Work instruction:
Only the lines from the one containing "Task: indicate the power" through the end of the listing are to be transcribed, exactly and with both ends included.

┌──

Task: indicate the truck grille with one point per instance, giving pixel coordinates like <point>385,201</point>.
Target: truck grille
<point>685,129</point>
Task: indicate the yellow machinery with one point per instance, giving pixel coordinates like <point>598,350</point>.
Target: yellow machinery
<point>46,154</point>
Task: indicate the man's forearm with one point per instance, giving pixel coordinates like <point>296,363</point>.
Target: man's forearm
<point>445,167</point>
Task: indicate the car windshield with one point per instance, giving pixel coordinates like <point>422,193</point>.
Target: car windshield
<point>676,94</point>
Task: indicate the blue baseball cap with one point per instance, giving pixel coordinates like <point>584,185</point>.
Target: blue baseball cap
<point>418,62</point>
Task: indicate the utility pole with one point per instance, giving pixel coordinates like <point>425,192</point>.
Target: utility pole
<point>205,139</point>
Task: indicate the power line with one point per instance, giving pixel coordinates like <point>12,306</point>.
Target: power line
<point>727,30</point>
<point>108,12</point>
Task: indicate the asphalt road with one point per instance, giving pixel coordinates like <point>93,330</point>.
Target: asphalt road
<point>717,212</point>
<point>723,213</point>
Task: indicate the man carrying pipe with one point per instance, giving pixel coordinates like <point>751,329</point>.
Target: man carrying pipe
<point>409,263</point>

└──

Answer box:
Task: indicate the power line with one point per instance, giving pixel coordinates like <point>12,306</point>.
Target: power line
<point>727,30</point>
<point>108,12</point>
Task: indicate the asphalt road with one point per instance, giving pixel coordinates like <point>93,330</point>.
Target: asphalt road
<point>717,212</point>
<point>723,213</point>
Task: indicate the man carrying pipe with one point per instance, giving pixel coordinates like <point>751,329</point>.
Target: man carrying pipe
<point>409,263</point>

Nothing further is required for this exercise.